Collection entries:
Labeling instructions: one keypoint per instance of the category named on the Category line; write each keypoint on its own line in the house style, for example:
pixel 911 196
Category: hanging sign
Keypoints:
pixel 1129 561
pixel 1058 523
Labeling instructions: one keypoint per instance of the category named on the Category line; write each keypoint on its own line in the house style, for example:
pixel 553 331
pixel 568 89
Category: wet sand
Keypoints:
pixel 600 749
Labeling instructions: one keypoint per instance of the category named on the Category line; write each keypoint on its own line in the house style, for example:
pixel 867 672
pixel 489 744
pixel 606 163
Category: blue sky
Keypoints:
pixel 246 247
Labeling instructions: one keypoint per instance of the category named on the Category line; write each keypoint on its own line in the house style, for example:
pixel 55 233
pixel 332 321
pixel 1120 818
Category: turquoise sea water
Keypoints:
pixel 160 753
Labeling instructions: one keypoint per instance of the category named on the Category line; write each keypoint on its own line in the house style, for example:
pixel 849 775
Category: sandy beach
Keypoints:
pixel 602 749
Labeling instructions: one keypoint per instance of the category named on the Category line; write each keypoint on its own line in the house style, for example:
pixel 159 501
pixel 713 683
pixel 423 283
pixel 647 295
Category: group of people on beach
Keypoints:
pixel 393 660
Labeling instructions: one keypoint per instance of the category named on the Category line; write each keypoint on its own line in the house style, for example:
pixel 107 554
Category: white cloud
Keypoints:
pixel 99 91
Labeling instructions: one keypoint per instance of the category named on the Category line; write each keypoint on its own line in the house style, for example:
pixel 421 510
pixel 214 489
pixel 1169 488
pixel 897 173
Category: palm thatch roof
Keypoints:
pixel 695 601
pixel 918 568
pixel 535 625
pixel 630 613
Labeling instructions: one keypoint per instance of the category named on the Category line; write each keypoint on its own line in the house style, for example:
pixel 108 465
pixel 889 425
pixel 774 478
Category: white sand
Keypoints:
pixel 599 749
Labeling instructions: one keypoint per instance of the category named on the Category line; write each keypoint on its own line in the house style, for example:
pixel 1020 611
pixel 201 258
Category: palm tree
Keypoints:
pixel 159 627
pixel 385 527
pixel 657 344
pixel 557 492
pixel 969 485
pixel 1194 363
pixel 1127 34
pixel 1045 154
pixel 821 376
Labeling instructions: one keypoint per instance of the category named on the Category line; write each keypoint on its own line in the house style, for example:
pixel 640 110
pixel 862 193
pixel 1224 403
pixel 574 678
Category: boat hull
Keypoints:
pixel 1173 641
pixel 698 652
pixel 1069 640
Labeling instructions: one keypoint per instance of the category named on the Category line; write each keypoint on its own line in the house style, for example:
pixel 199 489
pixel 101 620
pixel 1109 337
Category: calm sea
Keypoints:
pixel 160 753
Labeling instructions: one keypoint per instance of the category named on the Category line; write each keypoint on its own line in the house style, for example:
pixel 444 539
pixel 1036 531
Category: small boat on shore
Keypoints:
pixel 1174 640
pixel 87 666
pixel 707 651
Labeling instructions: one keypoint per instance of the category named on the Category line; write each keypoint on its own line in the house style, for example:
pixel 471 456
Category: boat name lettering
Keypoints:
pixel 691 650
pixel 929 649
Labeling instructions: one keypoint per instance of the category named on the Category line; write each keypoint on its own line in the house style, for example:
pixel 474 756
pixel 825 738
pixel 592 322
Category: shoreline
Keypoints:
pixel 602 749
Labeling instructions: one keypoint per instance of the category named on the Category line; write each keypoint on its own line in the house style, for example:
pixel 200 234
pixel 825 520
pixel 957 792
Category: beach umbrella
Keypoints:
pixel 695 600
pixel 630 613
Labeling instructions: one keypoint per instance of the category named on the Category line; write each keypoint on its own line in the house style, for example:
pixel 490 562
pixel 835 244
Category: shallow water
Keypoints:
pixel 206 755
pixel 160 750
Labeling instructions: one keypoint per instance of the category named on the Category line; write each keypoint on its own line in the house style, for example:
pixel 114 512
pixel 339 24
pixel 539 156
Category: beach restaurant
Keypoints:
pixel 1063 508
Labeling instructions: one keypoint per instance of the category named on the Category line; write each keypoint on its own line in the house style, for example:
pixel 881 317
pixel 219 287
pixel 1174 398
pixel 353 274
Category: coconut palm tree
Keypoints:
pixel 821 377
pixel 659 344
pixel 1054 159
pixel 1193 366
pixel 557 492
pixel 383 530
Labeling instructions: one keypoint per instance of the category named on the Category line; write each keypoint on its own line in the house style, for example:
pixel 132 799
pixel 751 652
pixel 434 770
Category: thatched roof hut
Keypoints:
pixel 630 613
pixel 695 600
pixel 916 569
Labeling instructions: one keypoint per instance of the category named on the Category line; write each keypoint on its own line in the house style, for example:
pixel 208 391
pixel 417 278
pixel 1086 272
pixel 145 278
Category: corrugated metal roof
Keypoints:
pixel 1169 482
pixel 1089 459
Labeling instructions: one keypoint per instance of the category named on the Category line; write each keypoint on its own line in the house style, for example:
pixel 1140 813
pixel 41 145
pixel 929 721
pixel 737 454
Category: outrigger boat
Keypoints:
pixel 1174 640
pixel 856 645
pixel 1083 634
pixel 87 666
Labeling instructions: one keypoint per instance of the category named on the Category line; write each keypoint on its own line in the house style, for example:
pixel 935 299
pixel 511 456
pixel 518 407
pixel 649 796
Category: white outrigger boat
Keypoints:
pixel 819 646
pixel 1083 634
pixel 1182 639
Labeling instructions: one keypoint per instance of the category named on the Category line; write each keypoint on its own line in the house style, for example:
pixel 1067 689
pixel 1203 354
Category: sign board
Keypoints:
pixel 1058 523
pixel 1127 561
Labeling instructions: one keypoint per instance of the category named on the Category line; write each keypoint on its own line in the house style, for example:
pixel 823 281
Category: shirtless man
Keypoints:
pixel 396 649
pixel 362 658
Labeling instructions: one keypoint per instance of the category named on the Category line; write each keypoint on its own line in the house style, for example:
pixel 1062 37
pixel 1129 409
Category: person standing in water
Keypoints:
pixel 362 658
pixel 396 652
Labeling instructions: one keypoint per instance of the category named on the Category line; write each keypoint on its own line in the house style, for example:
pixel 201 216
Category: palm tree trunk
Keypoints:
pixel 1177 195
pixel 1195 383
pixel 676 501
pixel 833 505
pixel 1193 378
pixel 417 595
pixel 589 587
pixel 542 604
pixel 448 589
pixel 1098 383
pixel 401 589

YOUR GOAL: Report every line in the material above that contains the string "tree", copying each such line in full.

CORRECT OUTPUT:
Category: palm tree
Category: coconut palm tree
Category: palm tree trunk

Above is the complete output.